(Saved entries)
-=-=-
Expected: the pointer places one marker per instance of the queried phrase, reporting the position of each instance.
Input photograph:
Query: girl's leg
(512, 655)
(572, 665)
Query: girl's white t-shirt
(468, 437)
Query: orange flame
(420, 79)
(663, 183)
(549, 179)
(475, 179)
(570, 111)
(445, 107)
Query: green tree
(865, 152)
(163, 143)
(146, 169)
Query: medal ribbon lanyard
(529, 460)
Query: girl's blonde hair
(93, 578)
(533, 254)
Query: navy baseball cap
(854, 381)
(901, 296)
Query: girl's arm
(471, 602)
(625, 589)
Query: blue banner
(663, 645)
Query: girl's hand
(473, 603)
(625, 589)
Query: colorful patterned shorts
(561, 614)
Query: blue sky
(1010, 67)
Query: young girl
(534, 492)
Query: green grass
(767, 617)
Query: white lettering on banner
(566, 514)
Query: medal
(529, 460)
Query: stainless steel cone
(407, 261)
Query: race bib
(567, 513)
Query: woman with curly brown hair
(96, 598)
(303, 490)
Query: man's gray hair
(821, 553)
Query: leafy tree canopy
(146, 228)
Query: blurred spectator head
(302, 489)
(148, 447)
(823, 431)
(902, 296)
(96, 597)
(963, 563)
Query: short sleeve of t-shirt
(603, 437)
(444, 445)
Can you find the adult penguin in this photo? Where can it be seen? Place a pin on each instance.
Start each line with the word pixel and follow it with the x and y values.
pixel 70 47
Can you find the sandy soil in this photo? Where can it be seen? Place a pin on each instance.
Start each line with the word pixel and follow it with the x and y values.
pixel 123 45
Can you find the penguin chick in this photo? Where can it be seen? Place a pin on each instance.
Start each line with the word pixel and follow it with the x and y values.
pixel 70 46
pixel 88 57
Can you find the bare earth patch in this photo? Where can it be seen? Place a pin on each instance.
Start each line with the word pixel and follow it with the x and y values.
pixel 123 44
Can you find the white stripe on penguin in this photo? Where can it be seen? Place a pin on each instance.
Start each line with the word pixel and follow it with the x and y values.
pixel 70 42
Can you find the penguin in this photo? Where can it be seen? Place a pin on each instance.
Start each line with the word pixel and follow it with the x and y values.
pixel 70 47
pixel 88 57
-=-=-
• [Required task] Rewrite all the lines above, replacing "Query" with "Prompt" each time it appears and keeping everything else the same.

• [Task answer]
Expected: the pointer places one marker per instance of the queried phrase, reporting the position of each instance.
Input photograph:
Prompt: girl's leg
(512, 655)
(572, 665)
Prompt: girl's white t-shirt
(468, 437)
Prompt: orange flame
(420, 79)
(663, 183)
(549, 179)
(475, 179)
(570, 111)
(445, 107)
Prompt: green tree
(865, 152)
(163, 143)
(146, 169)
Prompt: medal ribbon lanyard
(529, 460)
Prompt: girl's blonde hair
(93, 578)
(533, 254)
Prompt: navy baseball cap
(854, 381)
(901, 296)
Prompt: girl's arm
(471, 602)
(625, 589)
Prompt: blue banner
(663, 645)
Prompt: girl's hand
(473, 603)
(625, 589)
Prompt: colorful patterned shorts
(561, 614)
Prompt: blue sky
(1010, 67)
Prompt: young girl
(534, 492)
Prompt: green grass
(767, 617)
Prompt: white lettering on banner
(566, 514)
Prompt: medal
(529, 460)
Prompt: stainless steel cone
(407, 261)
Prompt: race bib
(567, 513)
Prompt: woman with curly brown hair
(96, 598)
(303, 490)
Prompt: man's gray hair
(821, 553)
Prompt: leafy tree canopy
(146, 228)
Prompt: blurred spectator head
(302, 489)
(148, 447)
(823, 431)
(902, 296)
(96, 597)
(963, 563)
Prompt: short sleeve of t-shirt
(603, 437)
(444, 445)
Can you find the adult penguin in this photo? Where can it be seen? Place a pin on each instance.
Start each line with the word pixel and follow it with the x and y values.
pixel 70 47
Can you find the sandy soil in this photo? Where can it be seen? Place a pin on each instance.
Start each line with the word pixel and follow it with the x and y values.
pixel 123 45
Can you find the penguin chick in this photo? Where can it be seen? Place a pin on each instance.
Start each line with the word pixel and follow it with the x and y values.
pixel 70 46
pixel 88 57
Can you find the bare earth patch in this photo? Where can it be seen? Place a pin on each instance.
Start each line with the word pixel and follow it with the x and y values.
pixel 123 44
Can you find the white stripe on penguin in this photo? Where can it be seen? Place a pin on each instance.
Start each line with the word pixel and follow it with the x and y values.
pixel 70 42
Can you find the penguin in this photo? Where can it be seen? Place a pin on each instance.
Start each line with the word pixel and follow it with the x and y values.
pixel 70 47
pixel 88 57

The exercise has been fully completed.